(Entradas de contorno de regiones)
........

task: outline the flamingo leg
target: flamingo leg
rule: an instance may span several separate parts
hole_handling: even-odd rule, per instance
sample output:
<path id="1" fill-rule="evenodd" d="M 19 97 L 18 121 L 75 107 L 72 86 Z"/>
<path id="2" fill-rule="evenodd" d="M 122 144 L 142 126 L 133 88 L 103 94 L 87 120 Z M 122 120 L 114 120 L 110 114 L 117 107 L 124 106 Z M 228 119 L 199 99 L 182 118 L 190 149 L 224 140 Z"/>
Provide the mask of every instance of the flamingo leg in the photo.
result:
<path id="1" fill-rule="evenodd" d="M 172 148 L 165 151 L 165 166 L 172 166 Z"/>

........

Copia todo el material de arriba cambiando "flamingo leg" por "heron leg" cada vez que aparezca, sin alterar nada más.

**SOLUCIÓN:**
task: outline the heron leg
target: heron leg
rule: an instance may span several separate parts
hole_handling: even-odd rule, per instance
sample output:
<path id="1" fill-rule="evenodd" d="M 19 97 L 18 121 L 75 107 L 72 86 Z"/>
<path id="2" fill-rule="evenodd" d="M 122 144 L 142 126 L 133 88 L 103 94 L 87 120 Z M 122 120 L 114 120 L 110 114 L 117 107 L 124 106 Z M 228 119 L 199 99 L 182 118 L 190 149 L 224 140 Z"/>
Provide the mask of every instance of the heron leg in the photo.
result:
<path id="1" fill-rule="evenodd" d="M 172 148 L 165 151 L 165 166 L 172 166 Z"/>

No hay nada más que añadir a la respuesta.